Select every line in the records below that contains the string "tree" and copy each one whole. Case counts.

TASK INPUT
○ ○ ○ ○ ○

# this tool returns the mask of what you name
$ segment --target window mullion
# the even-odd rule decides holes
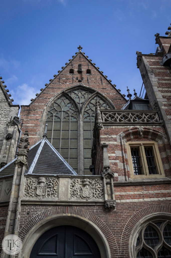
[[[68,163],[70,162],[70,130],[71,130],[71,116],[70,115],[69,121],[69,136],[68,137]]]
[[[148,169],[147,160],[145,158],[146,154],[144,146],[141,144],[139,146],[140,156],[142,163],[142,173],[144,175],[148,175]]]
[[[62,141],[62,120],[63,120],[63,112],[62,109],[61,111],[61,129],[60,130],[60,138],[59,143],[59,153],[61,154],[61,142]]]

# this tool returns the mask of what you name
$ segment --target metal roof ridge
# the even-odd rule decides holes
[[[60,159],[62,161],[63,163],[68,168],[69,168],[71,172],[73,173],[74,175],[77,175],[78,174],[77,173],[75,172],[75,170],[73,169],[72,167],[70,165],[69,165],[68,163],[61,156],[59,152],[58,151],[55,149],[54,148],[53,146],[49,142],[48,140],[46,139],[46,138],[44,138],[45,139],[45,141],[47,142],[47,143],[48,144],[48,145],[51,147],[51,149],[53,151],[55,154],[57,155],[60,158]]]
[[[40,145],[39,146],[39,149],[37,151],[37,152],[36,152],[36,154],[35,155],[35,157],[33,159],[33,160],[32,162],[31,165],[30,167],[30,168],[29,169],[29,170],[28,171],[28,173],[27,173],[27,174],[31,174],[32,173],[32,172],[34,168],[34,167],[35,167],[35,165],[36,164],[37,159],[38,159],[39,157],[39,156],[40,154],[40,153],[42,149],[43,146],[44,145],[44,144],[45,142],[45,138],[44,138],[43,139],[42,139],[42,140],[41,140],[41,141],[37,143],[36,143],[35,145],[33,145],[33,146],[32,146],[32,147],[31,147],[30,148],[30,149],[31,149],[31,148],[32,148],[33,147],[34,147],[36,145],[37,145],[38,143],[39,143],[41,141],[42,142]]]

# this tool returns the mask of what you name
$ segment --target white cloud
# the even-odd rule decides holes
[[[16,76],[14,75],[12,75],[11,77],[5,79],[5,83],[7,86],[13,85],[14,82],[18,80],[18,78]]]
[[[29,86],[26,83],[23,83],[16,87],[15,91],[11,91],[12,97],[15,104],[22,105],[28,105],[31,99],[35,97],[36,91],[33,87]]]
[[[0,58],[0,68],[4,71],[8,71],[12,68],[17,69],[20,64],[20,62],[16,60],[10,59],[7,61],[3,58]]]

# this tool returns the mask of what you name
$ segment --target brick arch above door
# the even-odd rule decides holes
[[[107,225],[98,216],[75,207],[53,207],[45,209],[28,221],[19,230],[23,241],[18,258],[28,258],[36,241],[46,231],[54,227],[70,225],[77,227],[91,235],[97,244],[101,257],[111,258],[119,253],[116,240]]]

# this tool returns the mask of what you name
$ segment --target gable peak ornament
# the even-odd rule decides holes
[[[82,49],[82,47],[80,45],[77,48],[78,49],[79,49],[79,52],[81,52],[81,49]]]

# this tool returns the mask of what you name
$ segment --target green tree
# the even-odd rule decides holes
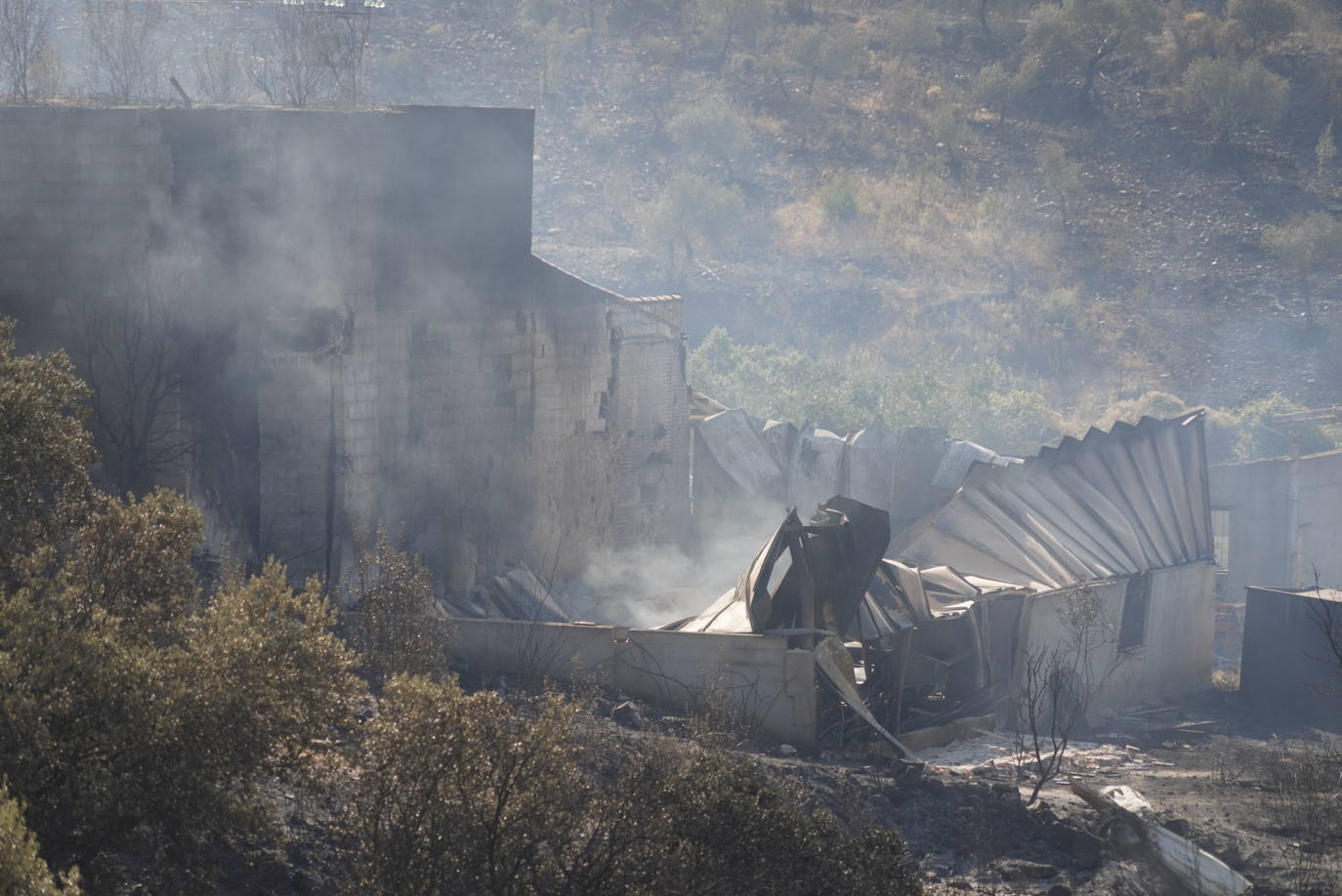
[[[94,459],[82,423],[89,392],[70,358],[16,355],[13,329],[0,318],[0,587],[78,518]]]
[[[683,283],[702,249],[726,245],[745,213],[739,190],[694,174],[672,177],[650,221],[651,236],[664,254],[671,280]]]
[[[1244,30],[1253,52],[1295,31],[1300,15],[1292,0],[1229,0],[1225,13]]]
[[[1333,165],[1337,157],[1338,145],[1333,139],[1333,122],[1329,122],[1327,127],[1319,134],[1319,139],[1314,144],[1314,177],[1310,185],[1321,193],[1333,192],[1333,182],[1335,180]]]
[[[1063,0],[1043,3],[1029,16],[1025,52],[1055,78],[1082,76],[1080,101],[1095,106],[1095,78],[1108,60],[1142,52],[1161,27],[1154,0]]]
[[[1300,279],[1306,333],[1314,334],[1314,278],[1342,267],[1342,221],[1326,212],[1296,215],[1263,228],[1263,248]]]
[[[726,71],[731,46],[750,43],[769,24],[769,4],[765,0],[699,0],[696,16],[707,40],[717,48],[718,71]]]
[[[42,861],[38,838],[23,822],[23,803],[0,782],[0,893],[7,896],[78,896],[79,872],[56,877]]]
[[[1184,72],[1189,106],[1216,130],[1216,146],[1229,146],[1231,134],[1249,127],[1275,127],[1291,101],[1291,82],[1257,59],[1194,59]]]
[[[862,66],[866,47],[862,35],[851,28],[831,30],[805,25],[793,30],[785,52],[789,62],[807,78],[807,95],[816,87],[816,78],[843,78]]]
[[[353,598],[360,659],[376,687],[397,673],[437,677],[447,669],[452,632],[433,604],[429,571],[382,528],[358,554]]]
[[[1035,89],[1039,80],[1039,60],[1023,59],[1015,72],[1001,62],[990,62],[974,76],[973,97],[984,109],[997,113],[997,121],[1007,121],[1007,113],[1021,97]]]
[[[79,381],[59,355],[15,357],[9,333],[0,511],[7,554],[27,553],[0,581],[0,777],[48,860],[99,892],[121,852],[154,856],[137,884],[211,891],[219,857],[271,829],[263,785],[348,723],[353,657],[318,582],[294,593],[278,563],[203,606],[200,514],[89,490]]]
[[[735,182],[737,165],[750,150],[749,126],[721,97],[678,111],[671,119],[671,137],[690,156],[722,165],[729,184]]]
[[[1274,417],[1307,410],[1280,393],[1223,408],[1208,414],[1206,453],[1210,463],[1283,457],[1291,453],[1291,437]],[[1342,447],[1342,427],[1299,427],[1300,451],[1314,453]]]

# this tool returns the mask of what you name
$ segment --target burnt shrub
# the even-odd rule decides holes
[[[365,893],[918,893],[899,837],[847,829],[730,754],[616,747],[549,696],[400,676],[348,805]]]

○ ○ ○ ○ ○

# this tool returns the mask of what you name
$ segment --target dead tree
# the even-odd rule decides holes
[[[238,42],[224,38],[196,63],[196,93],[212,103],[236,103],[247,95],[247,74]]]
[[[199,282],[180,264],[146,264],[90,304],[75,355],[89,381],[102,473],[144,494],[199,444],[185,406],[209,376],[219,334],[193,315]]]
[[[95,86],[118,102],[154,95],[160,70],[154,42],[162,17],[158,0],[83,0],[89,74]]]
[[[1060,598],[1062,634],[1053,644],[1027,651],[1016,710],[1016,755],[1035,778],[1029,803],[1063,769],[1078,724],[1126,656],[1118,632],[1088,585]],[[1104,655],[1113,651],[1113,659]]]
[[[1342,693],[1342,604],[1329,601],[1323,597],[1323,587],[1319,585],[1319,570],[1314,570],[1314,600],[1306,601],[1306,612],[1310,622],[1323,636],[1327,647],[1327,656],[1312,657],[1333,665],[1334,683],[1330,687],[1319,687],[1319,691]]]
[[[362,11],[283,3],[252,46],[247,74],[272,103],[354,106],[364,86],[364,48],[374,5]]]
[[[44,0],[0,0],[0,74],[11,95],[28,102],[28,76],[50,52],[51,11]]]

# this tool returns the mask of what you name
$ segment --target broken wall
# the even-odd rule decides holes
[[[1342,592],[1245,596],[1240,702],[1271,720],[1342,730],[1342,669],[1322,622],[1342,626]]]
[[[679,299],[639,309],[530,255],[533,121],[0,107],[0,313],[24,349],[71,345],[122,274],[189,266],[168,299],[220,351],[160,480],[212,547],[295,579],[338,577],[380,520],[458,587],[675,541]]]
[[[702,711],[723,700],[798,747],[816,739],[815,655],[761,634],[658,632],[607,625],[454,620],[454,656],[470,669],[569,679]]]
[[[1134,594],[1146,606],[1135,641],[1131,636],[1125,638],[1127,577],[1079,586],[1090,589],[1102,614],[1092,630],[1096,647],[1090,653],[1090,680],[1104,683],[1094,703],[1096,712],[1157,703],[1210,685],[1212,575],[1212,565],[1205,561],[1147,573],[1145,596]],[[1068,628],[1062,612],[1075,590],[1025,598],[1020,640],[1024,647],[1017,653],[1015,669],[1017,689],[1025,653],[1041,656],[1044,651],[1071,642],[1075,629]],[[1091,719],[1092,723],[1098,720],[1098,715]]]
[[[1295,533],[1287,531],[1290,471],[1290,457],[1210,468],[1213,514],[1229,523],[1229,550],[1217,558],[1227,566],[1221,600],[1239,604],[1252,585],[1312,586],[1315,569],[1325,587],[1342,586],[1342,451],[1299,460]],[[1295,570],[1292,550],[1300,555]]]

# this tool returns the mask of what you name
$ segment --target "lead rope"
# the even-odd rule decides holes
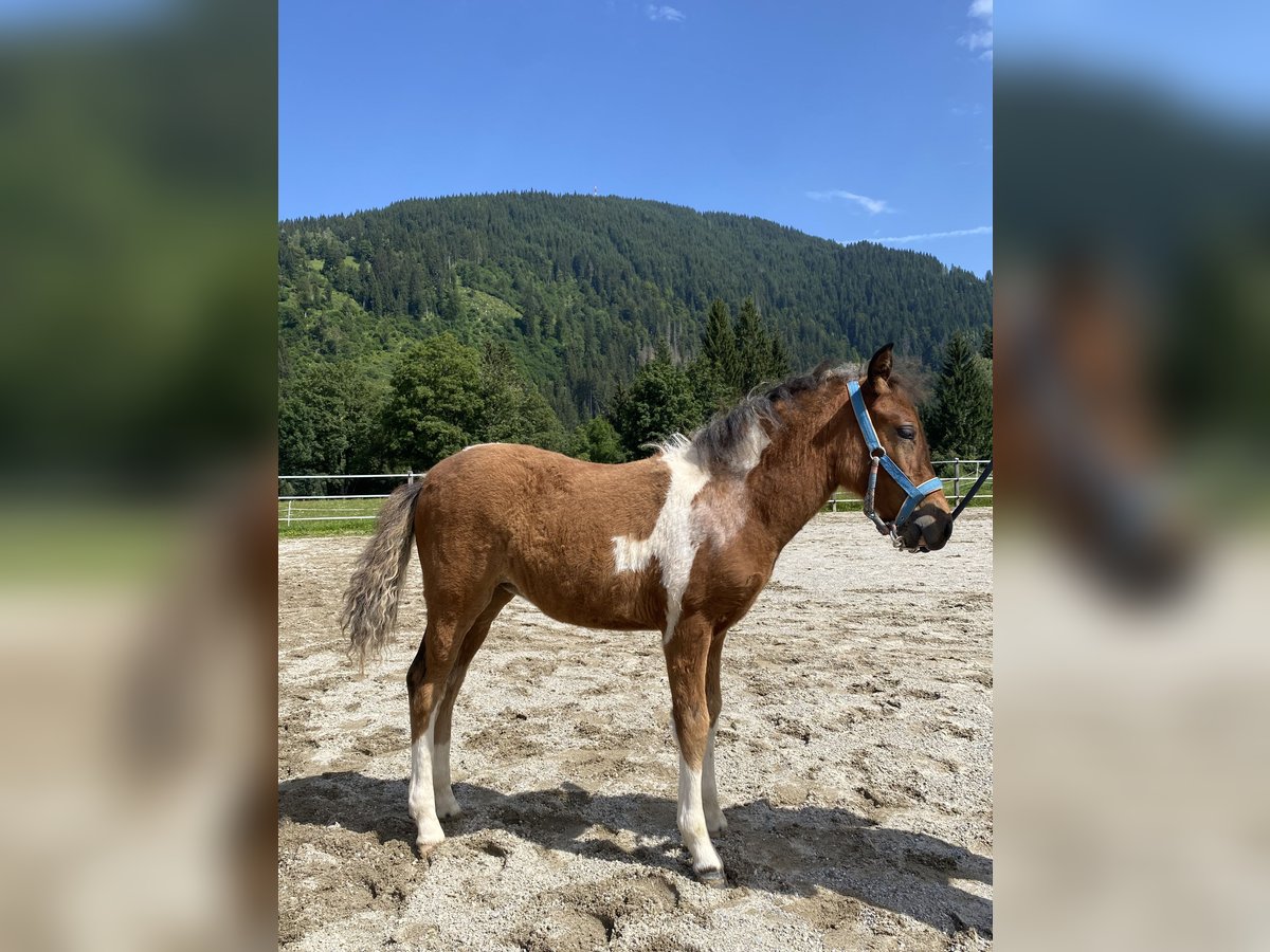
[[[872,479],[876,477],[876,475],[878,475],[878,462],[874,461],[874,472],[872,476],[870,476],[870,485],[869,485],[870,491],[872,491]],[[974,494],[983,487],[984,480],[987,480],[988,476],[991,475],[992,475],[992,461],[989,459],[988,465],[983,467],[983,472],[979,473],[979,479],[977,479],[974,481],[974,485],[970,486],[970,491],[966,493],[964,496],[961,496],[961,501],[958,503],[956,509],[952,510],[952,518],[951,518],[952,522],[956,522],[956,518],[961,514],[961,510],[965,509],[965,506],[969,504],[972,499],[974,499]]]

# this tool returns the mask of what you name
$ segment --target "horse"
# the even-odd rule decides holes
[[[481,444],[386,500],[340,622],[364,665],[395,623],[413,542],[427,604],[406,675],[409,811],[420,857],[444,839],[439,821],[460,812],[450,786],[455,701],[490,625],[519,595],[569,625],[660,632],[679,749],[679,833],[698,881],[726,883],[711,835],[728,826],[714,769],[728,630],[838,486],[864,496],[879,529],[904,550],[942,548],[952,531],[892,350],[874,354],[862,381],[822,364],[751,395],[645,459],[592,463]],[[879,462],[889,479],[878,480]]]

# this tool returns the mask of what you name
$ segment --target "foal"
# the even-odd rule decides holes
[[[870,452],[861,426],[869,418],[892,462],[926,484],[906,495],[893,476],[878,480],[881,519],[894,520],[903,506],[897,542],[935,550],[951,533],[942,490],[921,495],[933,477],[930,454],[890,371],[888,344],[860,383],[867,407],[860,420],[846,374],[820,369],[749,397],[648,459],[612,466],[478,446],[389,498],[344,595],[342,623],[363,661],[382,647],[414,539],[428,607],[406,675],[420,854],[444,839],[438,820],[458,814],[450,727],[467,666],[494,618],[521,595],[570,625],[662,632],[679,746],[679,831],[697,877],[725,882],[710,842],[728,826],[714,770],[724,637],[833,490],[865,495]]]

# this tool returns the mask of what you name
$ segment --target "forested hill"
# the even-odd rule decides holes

○ ○ ○ ○ ○

SOLUTION TO THIS TASK
$ segment --target green tree
$ segment --target dead tree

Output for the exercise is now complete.